#### Arbeitsanweisungen
1. Mit welchem Programm ist Enumerator im Forenthread zum Sperren ausländischer IPs recht zufrieden?
2. Setze den Forenthread zum Sperren ausländischer IPs bitte im Anschluss an seinen letzten Satz fort.

#### Textabschnitt
• • • • •
# Ausländische Ip`s sperren



## webguru2009 (21. September 2009)

Hi,

ich weiß es klingt vielleicht blöd aber ich möchte auf meinem Suse 10.3 Root, es so einstellen, das er nur Ip`s aus Deutschland erlauben soll.
Nutzer aus anderen Ländern soll er sperren.

Ich kenne die Variante über IpTables aber das wäre eine Rießen Liste und da wüsste ich nicht ob ich alle hätte, deshalb frage ich lieber ob es eine andere Variante gibt.


----------



## Enumerator (21. September 2009)

Moin!

So blöd klingt das gar nicht, mir gehen die ewigen _authentication failure_s auch auf die nerven. Ich persönlich bin mit fail2ban recht zufrieden - damit kann man zwar nicht diverse asiatische Staaten komplett aussperren, aber immerhin minimiert es die Chancen extrem.
• • • • •
#### Datensatzinhalt
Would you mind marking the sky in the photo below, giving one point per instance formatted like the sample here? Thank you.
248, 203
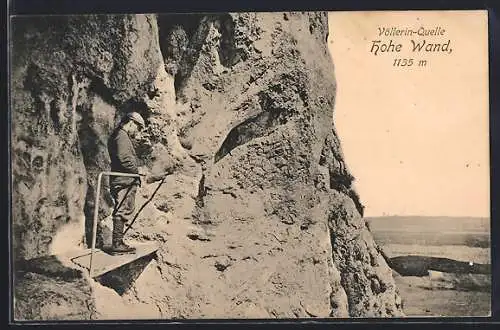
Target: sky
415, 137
• • • • •
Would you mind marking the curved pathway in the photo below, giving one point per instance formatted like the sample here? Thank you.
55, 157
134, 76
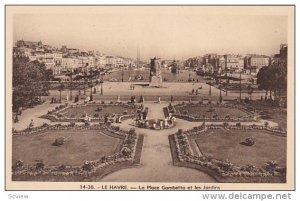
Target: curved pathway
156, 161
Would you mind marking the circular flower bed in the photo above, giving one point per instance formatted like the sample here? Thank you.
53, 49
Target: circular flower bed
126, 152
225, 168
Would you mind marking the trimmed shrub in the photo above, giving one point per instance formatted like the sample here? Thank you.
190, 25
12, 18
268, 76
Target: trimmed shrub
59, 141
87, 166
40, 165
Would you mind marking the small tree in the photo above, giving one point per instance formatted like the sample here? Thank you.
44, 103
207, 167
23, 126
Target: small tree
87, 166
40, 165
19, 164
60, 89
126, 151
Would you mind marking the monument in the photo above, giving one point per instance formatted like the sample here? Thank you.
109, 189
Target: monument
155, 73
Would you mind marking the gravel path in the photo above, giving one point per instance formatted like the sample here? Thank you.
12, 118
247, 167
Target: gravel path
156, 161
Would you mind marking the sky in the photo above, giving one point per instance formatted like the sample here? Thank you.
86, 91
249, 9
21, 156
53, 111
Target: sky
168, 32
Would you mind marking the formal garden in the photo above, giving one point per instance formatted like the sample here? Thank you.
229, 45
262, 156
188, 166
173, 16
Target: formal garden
• • • • •
#### Antworten der Reihe
1. Mit fail2ban.

2.
Ansonsten kannst Du noch mit iptables ganze IP-Bereiche sperren. Die für Dich interesanten sind nicht allzu viele.

Gruß
Enum


----------



## webguru2009 (21. September 2009)

fail2ban sieht recht Interesannt aus.

Gibt es nicht eine Variante wo man sagt: Nur Deutschland darf zugreifen?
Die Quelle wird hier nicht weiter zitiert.